PASSAGE PROVIDED:
+ + + +
Could kratom, a synthetic drug sold on the street, be the “cure” for heroin addiction?
Though it is unlikely, given that there is no cure for any kind of addiction, some have been using the drug in an attempt to moderate their use of heroin despite the fact that it, too, is addictive, according to The New York Times.
Is there any merit to the stories that kratom use helps to treat heroin addiction? Are there any risks?
What Is Kratom?
Kratom is sold in powder form and available on the street or in drinks sold in cafes. Though the Food and Drug Administration (FDA) banned the import of kratom in 2014, it cannot otherwise restrict its sale in the United States because it is classified as a dietary supplement. Unless it is proven to be unsafe or manufacturers attempt to claim that the substance has medicinal use, the FDA will not be able to stop the sale of the substance in any form.
Why Do People Use Kratom to Avoid Using Heroin?
+ + + +
ACTION ITEM: Rewrite the kratom passage from "Could kratom, a" up to and including "New York Times.", changing every "addiction" to "dependence".
+ + + +
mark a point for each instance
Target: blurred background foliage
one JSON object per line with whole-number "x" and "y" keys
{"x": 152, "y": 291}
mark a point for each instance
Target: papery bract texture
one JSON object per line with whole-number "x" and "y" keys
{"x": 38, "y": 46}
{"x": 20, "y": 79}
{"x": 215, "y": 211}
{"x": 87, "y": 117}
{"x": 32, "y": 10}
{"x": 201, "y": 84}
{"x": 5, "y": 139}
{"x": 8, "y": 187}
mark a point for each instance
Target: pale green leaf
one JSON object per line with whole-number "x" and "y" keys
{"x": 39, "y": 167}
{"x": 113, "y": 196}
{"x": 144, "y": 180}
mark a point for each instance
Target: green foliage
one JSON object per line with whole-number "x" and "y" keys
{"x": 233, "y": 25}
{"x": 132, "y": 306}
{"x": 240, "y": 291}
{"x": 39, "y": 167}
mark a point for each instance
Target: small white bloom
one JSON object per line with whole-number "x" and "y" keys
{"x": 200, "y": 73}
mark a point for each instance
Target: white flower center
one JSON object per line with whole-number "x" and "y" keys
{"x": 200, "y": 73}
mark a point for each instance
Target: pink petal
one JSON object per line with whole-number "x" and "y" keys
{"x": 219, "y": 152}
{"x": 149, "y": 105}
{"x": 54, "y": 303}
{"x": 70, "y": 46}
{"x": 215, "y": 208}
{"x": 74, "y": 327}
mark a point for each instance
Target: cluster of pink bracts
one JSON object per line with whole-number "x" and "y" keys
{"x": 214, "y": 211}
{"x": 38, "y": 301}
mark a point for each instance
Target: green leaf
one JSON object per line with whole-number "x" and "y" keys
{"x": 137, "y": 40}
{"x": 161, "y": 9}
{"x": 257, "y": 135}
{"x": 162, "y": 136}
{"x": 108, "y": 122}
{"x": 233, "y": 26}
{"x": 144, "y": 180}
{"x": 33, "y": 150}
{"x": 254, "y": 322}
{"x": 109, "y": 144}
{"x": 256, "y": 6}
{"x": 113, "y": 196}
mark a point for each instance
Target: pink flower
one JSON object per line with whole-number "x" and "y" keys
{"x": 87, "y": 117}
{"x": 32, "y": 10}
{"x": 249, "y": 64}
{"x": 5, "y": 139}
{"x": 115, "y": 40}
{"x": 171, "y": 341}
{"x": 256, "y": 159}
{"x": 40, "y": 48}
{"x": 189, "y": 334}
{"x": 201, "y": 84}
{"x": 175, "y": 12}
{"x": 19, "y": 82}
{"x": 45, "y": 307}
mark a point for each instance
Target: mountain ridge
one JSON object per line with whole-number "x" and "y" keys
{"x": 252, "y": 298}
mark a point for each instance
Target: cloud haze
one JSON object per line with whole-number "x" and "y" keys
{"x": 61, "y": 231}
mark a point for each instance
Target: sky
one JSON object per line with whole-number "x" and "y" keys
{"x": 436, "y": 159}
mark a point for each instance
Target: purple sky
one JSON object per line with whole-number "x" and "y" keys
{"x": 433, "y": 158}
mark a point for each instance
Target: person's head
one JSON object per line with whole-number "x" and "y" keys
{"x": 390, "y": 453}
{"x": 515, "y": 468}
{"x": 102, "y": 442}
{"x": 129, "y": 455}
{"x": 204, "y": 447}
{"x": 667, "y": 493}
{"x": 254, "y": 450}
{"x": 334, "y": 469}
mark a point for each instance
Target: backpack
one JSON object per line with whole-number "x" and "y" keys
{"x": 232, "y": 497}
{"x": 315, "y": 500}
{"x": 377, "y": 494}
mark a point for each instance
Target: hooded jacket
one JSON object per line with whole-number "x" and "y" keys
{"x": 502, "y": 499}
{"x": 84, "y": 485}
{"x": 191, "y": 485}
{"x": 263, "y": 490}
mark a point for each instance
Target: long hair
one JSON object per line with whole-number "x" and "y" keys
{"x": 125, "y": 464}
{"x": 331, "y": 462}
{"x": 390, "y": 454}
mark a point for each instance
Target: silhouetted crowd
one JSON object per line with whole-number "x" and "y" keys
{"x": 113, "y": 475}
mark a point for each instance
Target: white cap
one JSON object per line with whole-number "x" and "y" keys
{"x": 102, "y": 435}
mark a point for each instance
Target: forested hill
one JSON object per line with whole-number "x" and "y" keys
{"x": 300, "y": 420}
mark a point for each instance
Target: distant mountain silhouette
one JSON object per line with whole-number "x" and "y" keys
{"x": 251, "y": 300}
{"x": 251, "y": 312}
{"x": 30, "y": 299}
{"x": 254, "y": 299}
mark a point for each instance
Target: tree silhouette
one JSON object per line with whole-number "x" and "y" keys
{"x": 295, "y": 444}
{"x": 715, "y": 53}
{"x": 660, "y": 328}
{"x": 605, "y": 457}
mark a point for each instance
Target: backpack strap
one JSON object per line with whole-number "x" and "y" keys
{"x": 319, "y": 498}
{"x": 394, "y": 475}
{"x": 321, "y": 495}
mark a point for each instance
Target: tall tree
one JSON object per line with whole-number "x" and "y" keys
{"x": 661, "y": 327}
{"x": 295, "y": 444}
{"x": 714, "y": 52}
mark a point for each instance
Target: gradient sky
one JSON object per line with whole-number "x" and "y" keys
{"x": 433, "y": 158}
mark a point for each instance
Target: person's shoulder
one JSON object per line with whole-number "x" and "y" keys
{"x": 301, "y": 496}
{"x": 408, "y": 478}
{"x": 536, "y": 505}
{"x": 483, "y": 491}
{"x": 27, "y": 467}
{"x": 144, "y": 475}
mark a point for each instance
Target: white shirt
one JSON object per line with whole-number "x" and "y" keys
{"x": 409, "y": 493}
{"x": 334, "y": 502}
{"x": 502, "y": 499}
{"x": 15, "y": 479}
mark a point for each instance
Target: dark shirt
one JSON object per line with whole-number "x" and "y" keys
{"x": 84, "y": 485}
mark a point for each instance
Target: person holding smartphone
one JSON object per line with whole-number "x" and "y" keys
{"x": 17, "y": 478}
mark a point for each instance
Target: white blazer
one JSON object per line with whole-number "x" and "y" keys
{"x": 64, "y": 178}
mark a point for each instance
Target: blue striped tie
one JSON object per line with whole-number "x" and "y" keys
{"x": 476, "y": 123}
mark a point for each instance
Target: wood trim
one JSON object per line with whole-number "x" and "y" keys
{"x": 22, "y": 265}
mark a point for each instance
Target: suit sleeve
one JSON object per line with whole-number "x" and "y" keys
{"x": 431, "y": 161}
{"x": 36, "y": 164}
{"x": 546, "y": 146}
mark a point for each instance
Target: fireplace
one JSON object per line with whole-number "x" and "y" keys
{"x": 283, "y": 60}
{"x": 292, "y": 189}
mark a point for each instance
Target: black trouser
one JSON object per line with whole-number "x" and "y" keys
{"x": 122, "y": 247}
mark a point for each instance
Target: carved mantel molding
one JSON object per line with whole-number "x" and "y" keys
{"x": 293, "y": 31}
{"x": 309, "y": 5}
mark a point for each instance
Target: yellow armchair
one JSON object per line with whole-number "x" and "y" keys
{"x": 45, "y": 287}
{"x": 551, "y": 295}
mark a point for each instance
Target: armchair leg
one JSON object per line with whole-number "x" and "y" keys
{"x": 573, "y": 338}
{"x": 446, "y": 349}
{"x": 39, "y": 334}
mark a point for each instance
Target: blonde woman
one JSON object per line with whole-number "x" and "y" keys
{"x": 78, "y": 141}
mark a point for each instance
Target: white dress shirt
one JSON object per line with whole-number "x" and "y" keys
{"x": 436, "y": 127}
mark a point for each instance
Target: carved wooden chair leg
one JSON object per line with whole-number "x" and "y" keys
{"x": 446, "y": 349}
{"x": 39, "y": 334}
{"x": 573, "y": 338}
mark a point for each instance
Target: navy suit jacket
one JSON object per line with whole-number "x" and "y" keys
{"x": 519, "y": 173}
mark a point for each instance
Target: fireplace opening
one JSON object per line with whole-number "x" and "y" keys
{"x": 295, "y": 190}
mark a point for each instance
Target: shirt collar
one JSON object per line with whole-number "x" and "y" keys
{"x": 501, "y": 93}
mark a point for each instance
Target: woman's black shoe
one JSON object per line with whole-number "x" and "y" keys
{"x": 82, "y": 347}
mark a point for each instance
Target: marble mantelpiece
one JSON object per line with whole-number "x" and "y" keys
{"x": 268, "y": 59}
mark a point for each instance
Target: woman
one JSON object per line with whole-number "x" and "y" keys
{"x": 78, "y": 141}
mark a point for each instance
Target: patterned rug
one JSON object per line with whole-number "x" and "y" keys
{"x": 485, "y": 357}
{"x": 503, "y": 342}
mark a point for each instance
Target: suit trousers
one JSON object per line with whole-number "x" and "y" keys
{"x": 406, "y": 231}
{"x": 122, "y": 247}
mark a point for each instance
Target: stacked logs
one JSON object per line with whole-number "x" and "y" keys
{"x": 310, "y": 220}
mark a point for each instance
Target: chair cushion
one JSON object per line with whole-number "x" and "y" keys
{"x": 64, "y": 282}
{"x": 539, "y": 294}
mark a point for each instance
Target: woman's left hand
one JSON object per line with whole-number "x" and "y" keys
+ + + +
WRITTEN SOLUTION:
Could kratom, a synthetic drug sold on the street, be the “cure” for heroin dependence?
Though it is unlikely, given that there is no cure for any kind of dependence, some have been using the drug in an attempt to moderate their use of heroin despite the fact that it, too, is addictive, according to The New York Times.